EXCERPT:
__________
Here is a short list

Type of Application

For Multipurpose Files

application/atom+xml: Atom feeds

application/ecmascript: ECMAScript/JavaScript; Defined in RFC 4329 (equivalent to application/javascript but with stricter processing rules)

application/EDI-X12: EDI X12 data; Defined in RFC 1767

application/EDIFACT: EDI EDIFACT data; Defined in RFC 1767

application/json: JavaScript Object Notation JSON; Defined in RFC 4627

application/javascript: ECMAScript/JavaScript; Defined in RFC 4329 (equivalent to application/ecmascript but with looser processing rules) It is not accepted in IE 8 or earlier – text/javascript is accepted but it is defined as obsolete in RFC 4329. The “type” attribute of the <script> tag in HTML5 is optional and in practice omitting the media type of JavaScript programs is the most interoperable solution since all browsers have always assumed the correct default even before HTML5.
__________
YOUR OBJECTIVE: Retype the stretch of the media type list from "For Multipurpose Files" through "even before HTML5.".

PROVIDED DATA:
__________
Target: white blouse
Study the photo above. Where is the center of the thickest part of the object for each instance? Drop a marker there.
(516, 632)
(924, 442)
__________
TASK RESPONSE:
For Multipurpose Files

application/atom+xml: Atom feeds

application/ecmascript: ECMAScript/JavaScript; Defined in RFC 4329 (equivalent to application/javascript but with stricter processing rules)

application/EDI-X12: EDI X12 data; Defined in RFC 1767

application/EDIFACT: EDI EDIFACT data; Defined in RFC 1767

application/json: JavaScript Object Notation JSON; Defined in RFC 4627

application/javascript: ECMAScript/JavaScript; Defined in RFC 4329 (equivalent to application/ecmascript but with looser processing rules) It is not accepted in IE 8 or earlier – text/javascript is accepted but it is defined as obsolete in RFC 4329. The “type” attribute of the <script> tag in HTML5 is optional and in practice omitting the media type of JavaScript programs is the most interoperable solution since all browsers have always assumed the correct default even before HTML5.